*Objective*
Reproduce the data below word for word, from its first line through the line containing "top-left (281, 1036), bottom-right", with both of those lines included.

=== The data ===

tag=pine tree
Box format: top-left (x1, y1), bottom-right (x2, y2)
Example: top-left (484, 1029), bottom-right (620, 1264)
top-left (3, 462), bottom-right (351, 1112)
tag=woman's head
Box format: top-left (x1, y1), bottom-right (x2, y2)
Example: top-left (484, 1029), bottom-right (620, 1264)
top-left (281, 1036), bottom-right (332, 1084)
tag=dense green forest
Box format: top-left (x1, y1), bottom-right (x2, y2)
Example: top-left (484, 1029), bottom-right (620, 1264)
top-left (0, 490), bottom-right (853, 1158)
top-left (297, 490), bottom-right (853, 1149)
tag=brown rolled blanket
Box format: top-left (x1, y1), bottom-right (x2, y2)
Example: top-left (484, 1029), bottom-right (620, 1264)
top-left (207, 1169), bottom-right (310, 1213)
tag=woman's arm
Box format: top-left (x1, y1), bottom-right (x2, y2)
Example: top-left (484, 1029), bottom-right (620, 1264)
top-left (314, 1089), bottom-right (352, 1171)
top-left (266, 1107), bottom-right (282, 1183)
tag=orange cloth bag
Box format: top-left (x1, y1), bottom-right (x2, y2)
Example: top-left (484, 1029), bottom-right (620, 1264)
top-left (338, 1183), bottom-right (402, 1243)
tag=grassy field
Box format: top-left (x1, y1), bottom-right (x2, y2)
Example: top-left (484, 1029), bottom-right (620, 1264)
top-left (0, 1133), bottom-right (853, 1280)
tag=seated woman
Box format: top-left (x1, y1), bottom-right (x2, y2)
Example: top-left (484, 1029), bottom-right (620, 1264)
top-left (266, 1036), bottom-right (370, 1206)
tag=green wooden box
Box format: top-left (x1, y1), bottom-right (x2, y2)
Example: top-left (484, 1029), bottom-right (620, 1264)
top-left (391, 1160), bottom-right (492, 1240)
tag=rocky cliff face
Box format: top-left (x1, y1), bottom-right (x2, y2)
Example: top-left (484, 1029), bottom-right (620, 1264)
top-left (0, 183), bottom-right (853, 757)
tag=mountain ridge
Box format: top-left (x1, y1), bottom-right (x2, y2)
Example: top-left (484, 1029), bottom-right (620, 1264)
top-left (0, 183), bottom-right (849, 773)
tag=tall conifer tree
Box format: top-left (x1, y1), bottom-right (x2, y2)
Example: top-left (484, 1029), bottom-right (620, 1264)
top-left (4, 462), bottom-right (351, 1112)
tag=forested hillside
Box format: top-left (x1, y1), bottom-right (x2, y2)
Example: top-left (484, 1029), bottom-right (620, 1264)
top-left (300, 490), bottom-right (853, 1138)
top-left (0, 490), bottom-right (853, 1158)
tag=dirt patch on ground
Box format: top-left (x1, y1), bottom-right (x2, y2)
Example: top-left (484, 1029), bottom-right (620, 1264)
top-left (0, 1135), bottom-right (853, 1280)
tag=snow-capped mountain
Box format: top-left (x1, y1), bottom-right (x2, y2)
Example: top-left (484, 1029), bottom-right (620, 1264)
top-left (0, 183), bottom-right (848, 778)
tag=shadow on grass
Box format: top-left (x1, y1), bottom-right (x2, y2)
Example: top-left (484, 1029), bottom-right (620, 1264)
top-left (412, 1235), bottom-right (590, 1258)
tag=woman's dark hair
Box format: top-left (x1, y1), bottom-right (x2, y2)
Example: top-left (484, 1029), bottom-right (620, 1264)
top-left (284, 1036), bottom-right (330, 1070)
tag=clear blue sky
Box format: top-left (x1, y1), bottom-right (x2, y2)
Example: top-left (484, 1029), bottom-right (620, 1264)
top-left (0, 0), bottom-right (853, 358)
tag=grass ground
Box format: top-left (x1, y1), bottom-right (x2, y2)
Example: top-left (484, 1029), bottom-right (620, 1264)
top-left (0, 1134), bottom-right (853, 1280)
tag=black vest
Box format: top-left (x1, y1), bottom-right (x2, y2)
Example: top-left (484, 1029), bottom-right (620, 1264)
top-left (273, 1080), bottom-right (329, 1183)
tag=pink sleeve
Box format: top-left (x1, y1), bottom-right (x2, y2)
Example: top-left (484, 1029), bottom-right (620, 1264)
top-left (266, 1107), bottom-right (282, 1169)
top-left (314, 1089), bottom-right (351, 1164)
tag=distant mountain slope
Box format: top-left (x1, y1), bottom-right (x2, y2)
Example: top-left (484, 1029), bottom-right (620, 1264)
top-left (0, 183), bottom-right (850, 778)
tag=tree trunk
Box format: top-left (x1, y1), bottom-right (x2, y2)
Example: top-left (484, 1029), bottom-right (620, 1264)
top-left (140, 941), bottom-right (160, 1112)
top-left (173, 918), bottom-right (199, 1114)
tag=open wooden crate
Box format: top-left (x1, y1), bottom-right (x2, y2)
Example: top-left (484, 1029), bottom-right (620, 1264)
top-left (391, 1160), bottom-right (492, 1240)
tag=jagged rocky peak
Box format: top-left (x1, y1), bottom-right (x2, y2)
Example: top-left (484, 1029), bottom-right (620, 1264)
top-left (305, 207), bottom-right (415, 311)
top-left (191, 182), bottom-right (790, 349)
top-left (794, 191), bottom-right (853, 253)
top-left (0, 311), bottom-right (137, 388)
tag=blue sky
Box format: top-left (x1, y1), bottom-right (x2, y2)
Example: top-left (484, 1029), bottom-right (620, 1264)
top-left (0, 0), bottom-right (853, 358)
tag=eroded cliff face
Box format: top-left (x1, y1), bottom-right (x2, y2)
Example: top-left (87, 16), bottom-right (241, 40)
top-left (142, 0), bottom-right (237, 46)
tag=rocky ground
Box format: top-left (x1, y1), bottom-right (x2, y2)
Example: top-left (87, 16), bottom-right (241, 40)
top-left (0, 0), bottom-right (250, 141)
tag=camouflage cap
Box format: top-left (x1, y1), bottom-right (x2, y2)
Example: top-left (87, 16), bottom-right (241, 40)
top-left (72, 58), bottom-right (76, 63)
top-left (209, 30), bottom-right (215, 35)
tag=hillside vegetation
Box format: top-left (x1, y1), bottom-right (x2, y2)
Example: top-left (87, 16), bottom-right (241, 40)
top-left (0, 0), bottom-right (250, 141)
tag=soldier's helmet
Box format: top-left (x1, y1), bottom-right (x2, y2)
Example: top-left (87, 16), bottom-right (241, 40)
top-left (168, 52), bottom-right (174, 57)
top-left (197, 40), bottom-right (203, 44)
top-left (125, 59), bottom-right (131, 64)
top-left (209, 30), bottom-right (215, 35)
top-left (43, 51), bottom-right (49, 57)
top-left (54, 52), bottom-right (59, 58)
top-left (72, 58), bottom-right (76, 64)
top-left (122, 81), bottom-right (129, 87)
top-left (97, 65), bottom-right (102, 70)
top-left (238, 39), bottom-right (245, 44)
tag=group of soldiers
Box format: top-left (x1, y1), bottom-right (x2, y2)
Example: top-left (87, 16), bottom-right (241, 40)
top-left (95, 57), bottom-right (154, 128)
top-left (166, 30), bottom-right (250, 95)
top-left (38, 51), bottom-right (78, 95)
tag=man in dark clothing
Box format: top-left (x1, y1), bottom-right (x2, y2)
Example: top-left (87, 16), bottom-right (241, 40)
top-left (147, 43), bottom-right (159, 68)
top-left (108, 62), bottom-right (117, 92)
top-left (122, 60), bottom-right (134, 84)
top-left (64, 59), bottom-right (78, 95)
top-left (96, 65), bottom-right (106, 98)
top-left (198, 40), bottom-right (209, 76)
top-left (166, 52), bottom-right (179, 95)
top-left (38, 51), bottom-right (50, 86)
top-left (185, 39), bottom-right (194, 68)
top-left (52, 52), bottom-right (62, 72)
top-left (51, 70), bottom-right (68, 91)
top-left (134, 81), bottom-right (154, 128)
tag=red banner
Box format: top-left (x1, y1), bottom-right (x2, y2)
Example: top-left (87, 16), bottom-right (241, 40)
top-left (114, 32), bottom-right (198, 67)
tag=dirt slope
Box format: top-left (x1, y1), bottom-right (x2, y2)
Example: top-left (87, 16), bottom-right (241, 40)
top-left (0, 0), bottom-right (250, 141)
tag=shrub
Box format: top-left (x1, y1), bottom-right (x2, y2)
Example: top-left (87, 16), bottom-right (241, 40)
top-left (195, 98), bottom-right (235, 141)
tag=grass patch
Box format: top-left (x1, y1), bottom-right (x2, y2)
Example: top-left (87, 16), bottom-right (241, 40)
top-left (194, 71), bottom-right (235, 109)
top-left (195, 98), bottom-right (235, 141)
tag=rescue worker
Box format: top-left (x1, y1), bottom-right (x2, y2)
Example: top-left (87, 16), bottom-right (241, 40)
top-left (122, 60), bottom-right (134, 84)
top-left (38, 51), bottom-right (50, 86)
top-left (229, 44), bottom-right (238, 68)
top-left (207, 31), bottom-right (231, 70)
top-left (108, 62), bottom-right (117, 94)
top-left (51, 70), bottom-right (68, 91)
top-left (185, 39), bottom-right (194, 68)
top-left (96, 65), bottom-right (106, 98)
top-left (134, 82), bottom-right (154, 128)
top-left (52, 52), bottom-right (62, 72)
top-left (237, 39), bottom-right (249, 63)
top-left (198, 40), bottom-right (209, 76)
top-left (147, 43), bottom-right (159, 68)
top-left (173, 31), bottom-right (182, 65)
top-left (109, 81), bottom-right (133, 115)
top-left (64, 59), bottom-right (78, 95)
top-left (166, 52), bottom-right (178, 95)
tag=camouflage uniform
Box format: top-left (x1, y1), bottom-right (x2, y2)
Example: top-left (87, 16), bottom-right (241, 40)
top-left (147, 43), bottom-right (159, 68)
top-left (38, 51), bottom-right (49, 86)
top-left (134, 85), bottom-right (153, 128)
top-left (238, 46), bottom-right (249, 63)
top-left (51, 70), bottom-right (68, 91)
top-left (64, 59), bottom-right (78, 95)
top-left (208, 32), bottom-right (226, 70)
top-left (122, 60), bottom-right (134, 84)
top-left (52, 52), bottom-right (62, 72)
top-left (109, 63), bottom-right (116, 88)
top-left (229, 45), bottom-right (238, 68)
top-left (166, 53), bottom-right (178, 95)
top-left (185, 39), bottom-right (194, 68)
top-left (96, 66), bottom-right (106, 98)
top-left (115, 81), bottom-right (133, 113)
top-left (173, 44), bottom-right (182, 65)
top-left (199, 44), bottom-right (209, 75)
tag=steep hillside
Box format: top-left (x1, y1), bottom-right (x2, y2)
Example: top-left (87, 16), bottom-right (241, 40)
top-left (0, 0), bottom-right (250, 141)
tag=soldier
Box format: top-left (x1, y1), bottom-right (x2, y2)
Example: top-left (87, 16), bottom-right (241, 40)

===

*Solution*
tag=pine tree
Box format: top-left (x1, y1), bottom-right (x2, y2)
Example: top-left (484, 1029), bottom-right (620, 1264)
top-left (3, 462), bottom-right (351, 1112)
tag=woman's head
Box format: top-left (x1, y1), bottom-right (x2, y2)
Example: top-left (484, 1029), bottom-right (620, 1264)
top-left (281, 1036), bottom-right (332, 1084)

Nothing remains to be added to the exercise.